**Teks Bacaan:**
Potensi Cagar Budaya SMA NEGERI 5 SAMARINDA
SMA Negeri 5 Samarinda, sejatinya adalah satu dari sekian sekolah awal di Samarinda, untuk jenjang sekolah lanjutan tingkat atas.
SMA Negeri 5, berdiri setelah SMA Negeri Samarinda di jalan Melati. SMA Negeri Samarinda ini, kemudian disebut SMA Negeri 1 Samarinda di jalan Bhayangkara, dan kini pindah ke jalan Anang Hasyim.
Sekolah ini adalah sekolah yang dibangun pada tahun 1975, dengan nama awal SMPP Negeri 55. SMPP adalah kependekan dari Sekolah Menengah Pembangunan Persiapan (SMPP).
Beberapa guru dari SMA Negeri Samarinda, dimutasi ke SMPP Negeri 55 Samarinda, untuk membantu kegiatan belajar mengajar di sana.
Sekolah SMPP Negeri 55 ini, lebih dahulu ada ketimbang SMA Negeri 2 Samarinda (berdiri tahun 1981), dan seterusnya.
Pada sekolah lanjutan yang kejuruan, ada yang sudah ada lebih dulu, yakni:
1. Sekolah Teknik (ST, setara sekolah lanjutan tingkat pertama) dan Sekolah Teknik Menengah (STM, setara sekolah lanjutan tingkat atas) sejak tahun 1948, yang kini menjadi gedung SMP Negeri 21 Samarinda.
2. SMEA Negeri 1 Samarinda, yang ada sejak tahun 1964 (merujuk pada SK pendirian sekolah bernomor 610/b-3/Kedj/1964).
SEPINTAS TENTANG SMPP
Pada masa Orde Baru, Departemen Pendidikan dan Kebudayaan periode Kabinet Pembangunan I pernah mengadakan proyek perintis sekolah komprehensif yaitu Sekolah Pembangunan.
Orientasi sekolah pembangunan adalah komprehensif yaitu dapat menampung semua siswa dari semua lapisan masyarakat dan membimbing mereka untuk dapat mencapai perkembangan diri sendiri secara maksimal sesuai dengan kecerdasan, bakat, dan minat masing-masing.
Berbeda dengan sekolah dengan orientasi kejuruan maka sistem komprehensif pada dasarnya hanya mengenai sistem tunggal yang melayani semua anak didik, baik yang akan segera terjun ke dunia kerja maupun yang mempunyai bakat, sikap, dan kemampuan untuk melanjutkan studinya.
Dengan demikian, diharapkan mereka dapat menjadi manusia yang memiliki kepribadian yang seimbang dan warga negara yang berjiwa makarya, yang bertanggung jawab terhadap kesejahteraan masyarakat dan tanah air.

**Tugas A:** Tentukan apakah setiap pernyataan berikut sesuai dengan teks bacaan: (i) SMPP Negeri 55 dibangun pada tahun 1975; (ii) SMA Negeri 2 Samarinda berdiri lebih dahulu daripada SMPP Negeri 55; (iii) SMEA Negeri 1 Samarinda sudah ada sejak tahun 1948. Jawab ya atau tidak, lalu kutip kata-kata teks yang menjadi dasarnya.

**Data Tugas Ini:**
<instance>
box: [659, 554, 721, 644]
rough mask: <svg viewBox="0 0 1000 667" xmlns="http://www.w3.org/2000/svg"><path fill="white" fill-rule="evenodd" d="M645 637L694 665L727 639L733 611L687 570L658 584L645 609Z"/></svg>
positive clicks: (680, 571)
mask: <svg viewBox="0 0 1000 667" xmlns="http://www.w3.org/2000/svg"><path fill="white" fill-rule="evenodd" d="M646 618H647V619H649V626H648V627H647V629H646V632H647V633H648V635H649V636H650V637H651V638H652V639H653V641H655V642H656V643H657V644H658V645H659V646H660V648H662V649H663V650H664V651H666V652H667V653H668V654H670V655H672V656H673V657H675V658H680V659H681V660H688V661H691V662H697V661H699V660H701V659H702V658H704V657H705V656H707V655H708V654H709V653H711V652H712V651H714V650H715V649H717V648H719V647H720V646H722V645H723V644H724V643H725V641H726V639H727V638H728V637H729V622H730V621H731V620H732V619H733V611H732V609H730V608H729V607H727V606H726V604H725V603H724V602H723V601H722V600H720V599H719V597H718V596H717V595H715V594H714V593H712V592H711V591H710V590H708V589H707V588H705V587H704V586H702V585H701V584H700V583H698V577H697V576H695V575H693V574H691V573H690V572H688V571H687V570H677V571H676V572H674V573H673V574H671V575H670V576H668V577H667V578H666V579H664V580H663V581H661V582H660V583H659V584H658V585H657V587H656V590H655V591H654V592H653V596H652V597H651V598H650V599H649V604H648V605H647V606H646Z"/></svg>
==
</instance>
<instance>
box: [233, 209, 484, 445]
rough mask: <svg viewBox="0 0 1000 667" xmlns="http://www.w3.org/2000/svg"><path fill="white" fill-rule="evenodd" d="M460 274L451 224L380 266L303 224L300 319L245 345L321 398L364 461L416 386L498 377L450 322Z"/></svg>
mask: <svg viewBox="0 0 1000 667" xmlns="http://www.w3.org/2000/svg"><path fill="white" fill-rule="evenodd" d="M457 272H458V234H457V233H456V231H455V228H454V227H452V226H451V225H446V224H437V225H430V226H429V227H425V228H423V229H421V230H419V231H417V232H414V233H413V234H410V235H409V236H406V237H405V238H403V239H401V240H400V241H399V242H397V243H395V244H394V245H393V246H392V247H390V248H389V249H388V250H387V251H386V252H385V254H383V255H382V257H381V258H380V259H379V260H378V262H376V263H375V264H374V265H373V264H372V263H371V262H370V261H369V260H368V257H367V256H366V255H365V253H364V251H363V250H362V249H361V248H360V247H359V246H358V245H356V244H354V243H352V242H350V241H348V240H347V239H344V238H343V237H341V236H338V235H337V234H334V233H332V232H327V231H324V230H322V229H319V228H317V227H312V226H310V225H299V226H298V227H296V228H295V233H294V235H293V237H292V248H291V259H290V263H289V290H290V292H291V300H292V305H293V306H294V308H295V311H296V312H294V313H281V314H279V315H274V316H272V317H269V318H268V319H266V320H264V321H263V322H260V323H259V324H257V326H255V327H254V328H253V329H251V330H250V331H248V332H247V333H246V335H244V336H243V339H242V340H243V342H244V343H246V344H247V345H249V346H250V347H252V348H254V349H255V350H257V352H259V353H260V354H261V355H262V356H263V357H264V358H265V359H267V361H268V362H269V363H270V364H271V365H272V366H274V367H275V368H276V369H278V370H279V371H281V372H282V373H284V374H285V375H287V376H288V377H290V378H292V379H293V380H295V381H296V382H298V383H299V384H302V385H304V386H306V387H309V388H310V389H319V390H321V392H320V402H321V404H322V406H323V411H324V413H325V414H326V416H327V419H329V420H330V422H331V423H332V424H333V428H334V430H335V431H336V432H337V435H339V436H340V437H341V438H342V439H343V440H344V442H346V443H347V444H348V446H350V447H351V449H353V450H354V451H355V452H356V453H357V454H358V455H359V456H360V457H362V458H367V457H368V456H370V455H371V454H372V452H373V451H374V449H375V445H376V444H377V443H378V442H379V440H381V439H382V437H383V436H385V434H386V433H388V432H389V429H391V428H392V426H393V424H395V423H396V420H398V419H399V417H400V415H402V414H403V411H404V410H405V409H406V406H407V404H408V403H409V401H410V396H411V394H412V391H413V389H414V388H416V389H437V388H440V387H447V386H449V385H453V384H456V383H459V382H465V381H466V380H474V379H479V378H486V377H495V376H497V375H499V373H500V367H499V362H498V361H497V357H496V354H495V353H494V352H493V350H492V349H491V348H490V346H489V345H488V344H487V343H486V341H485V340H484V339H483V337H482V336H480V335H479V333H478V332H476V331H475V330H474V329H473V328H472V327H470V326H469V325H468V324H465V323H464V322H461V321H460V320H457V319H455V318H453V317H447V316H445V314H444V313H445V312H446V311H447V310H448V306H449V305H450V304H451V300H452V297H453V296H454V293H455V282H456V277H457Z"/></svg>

**Tugas B:** Sajikan bagian entri yang dibuka dengan baris berisi "</instance>" dan ditutup dengan baris berisi "274L451 224L380 266L303", termasuk kedua baris itu, sebagai tabel Markdown dengan kolom Baris dan Isi Baris; lewati baris kosong.

**Pembahasan Jawaban A:**
(i) Ya: "Sekolah ini adalah sekolah yang dibangun pada tahun 1975, dengan nama awal SMPP Negeri 55."
(ii) Tidak: "Sekolah SMPP Negeri 55 ini, lebih dahulu ada ketimbang SMA Negeri 2 Samarinda (berdiri tahun 1981)"
(iii) Tidak: "SMEA Negeri 1 Samarinda, yang ada sejak tahun 1964"

**Pembahasan Jawaban B:**
| Baris | Isi Baris |
|---|---|
| 1 | </instance> |
| 2 | <instance> |
| 3 | box: [233, 209, 484, 445] |
| 4 | rough mask: <svg viewBox="0 0 1000 667" xmlns="http://www.w3.org/2000/svg"><path fill="white" fill-rule="evenodd" d="M460 274L451 224L380 266L303 224L300 319L245 345L321 398L364 461L416 386L498 377L450 322Z"/></svg> |